Written instruction
Show every line of the data below that contains the string "reflection". Case counts.

====== Supplied entries

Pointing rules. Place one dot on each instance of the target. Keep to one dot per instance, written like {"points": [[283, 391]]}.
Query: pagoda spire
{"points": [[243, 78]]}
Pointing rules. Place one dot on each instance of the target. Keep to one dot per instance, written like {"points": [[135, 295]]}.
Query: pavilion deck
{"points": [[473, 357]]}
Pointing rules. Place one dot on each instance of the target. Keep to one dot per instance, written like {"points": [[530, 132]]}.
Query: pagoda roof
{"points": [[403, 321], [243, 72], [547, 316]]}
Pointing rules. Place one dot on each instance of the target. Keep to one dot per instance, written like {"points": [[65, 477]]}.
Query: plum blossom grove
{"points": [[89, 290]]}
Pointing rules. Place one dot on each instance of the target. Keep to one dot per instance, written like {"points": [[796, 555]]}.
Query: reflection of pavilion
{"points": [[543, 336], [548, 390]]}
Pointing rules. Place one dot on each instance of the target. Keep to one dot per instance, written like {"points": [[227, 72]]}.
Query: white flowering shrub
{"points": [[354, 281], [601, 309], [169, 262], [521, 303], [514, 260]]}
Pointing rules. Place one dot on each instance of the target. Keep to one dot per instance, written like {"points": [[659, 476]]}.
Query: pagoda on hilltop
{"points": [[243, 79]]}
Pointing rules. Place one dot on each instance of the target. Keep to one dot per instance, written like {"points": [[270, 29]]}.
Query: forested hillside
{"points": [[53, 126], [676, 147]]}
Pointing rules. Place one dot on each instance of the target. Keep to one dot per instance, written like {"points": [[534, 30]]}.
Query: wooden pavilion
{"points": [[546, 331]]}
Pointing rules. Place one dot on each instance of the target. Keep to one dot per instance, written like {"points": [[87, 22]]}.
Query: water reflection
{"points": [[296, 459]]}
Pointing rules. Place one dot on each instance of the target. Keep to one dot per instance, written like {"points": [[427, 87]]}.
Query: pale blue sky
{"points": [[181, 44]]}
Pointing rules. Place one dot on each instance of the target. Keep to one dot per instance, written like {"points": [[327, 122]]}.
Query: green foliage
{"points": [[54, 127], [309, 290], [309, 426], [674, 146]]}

============

The completed task
Query: reflection of pavilion
Query: water reflection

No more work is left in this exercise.